Page excerpt
[BEGIN]
M. Continuo

Greece needs bridging loan, scrambles for more cuts



    By Lefteris Papadimas and Harry Papachristou

    ATHENS (Reuters) - Greece's coalition government will seek a bridging loan to tide it over while it scrambles to find 11.7 billion euros of spending cuts to bring a derailed bailout plan back on track and appease exasperated international lenders.

    The measures must be submitted for approval by July 24, when auditors of the so-called "troika" of the European Union, the International Monetary Fund and the European Central Bank are expected to return to Athens for a check-up mission.

    The visit, and subsequent haggling that is expected to last until September, will determine whether the EU and IMF continue bankrolling Athens or abandon it and let it slide towards chaotic default and eventual exit from the euro zone.

    The troika has already turned the screws on cash-strapped Athens, effectively suspending payments under its ongoing 130 billion euro rescue and prompting it to seek a bridging loan from its lenders to cover financing needs until September.

    "We are fighting to secure the bridging loan by September," a finance ministry official told reporters, speaking on condition of anonymity.
[END]
Supplied information
[BEGIN]
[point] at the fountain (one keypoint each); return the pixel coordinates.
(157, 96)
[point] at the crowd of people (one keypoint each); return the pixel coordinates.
[END]
What to work on
a: Reproduce verbatim the part of the Greek bailout report starting at "The visit, and" and ending at "the euro zone.".
b: Summarize the Greek bailout report in two sentences.
c: According to the Greek bailout report, by what date must the spending-cut measures be submitted for approval?
The lines above aren't needed for any of this work.

Results by task
a:
The visit, and subsequent haggling that is expected to last until September, will determine whether the EU and IMF continue bankrolling Athens or abandon it and let it slide towards chaotic default and eventual exit from the euro zone.

b: Greece's coalition government will seek a bridging loan from its lenders to cover financing needs until September while it looks for 11.7 billion euros of spending cuts to bring its derailed bailout plan back on track. The measures must be submitted by July 24, when troika auditors are expected to return to Athens for a check-up visit that will help decide whether the EU and IMF keep bankrolling the country.

c: July 24.